Exercise brief:
Quote everything in the data below, from the line containing "Every instance of the house" down to the line containing "pixel 369 245", including both of those lines.

Supplied records:
======
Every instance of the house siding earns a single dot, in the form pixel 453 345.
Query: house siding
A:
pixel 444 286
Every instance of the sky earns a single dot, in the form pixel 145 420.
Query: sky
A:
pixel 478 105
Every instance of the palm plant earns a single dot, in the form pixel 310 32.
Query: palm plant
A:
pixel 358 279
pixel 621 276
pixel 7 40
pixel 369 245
======
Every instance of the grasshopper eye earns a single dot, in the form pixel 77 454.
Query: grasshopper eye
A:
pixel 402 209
======
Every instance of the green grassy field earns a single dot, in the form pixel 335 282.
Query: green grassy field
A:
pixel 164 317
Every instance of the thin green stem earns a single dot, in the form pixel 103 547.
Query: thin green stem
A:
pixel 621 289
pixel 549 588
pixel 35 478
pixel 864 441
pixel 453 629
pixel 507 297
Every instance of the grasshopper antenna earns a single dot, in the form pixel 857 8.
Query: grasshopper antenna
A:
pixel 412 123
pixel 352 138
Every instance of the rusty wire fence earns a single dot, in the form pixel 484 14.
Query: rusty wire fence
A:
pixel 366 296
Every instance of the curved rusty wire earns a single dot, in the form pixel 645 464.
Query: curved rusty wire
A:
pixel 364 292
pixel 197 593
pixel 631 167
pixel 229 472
======
Written answer:
Every instance of the house siding earns a single dot, in the form pixel 453 345.
Query: house siding
A:
pixel 444 286
Every instance of the sky earns a single dot, in the form pixel 145 420.
Query: sky
A:
pixel 478 105
Every instance of the palm plant earns a single dot, in the form pixel 310 32.
Query: palm plant
A:
pixel 358 279
pixel 621 276
pixel 7 40
pixel 369 245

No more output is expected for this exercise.